* Exercise prompt
Each line below must be printed again exactly.

━━━ Data for this task

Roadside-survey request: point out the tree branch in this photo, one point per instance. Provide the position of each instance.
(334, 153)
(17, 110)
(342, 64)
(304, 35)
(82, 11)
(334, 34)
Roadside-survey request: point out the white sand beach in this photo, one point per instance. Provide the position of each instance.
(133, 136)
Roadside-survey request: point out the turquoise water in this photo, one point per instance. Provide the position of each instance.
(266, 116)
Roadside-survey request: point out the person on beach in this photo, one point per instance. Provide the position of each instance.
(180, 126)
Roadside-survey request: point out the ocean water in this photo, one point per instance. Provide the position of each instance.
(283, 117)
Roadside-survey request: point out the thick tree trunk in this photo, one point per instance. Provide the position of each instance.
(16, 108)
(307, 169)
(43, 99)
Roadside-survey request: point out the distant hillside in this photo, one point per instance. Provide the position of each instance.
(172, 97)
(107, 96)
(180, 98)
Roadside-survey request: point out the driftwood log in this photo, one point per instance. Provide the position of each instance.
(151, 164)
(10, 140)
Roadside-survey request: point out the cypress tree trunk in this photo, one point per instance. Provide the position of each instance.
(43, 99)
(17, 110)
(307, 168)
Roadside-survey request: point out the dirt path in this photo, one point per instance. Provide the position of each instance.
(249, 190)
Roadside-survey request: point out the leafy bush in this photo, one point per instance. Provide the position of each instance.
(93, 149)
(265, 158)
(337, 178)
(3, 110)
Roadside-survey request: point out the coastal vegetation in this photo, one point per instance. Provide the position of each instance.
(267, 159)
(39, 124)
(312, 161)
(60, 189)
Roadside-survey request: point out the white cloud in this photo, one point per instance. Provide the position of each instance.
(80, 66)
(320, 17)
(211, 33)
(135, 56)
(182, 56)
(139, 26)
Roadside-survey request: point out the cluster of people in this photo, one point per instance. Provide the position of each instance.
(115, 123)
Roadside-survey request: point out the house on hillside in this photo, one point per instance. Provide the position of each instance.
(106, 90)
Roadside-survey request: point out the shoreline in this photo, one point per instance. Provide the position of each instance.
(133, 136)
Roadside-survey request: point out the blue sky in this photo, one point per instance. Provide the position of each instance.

━━━━━━

* Reply
Roadside-survey request: point out the tree branch in this photo, one point per instance. Provide the position of each instance.
(334, 153)
(17, 110)
(342, 64)
(304, 35)
(82, 11)
(334, 34)
Roadside-survey request: point out the white sand beach in this photo, one point per instance. Provide the position of each instance.
(133, 136)
Roadside-survey request: point out the turquoise water in this photo, one point per instance. Provide the position of each instance.
(266, 116)
Roadside-survey request: point out the person on beach in this photo, one point per instance. Provide the position of each instance.
(180, 126)
Roadside-survey request: point out the ocean water in this photo, one point per instance. Provide the position of each instance.
(283, 117)
Roadside-survey request: point out the thick tree trunk in this photo, one point per instance. Provide the position of each instance.
(16, 108)
(307, 169)
(43, 99)
Roadside-survey request: point out the distant hillside in this photo, one point per instance. Provide the position of each instance.
(172, 97)
(107, 96)
(180, 98)
Roadside-survey request: point out the driftwood log in this photo, one point per instance. Provide the position of each instance.
(151, 164)
(10, 140)
Roadside-survey request: point out the cypress tree trunk in this photo, one point per instance. Provide the position of each instance.
(43, 99)
(17, 110)
(307, 168)
Roadside-survey request: point out the dirt path in this photo, one point per instance. Provide the position of each instance.
(249, 190)
Roadside-survey request: point out the leafy bush in this photo, one point per instance. Provide the position of each instance.
(93, 149)
(265, 158)
(337, 178)
(3, 110)
Roadside-survey request: point out the coastal vegetation in this photo, one point per instance. Provide the position of each instance.
(267, 159)
(39, 124)
(312, 161)
(60, 189)
Roadside-survey request: point out the white cloud in this photo, one point per instance. Provide the position of each instance.
(80, 66)
(320, 17)
(211, 33)
(135, 56)
(182, 56)
(139, 26)
Roadside-survey request: point out the cluster of people in this photo, one point per instance. Provide the position of each instance.
(115, 123)
Roadside-survey request: point out the house on hillside in this photo, one point per instance. Provide the position of each instance.
(106, 90)
Roadside-survey request: point out the shoreline in this photo, one point per instance. Provide the position of each instance.
(133, 136)
Roadside-survey request: point out the blue sky in this photo, one point per instance. Provide the position of each instance.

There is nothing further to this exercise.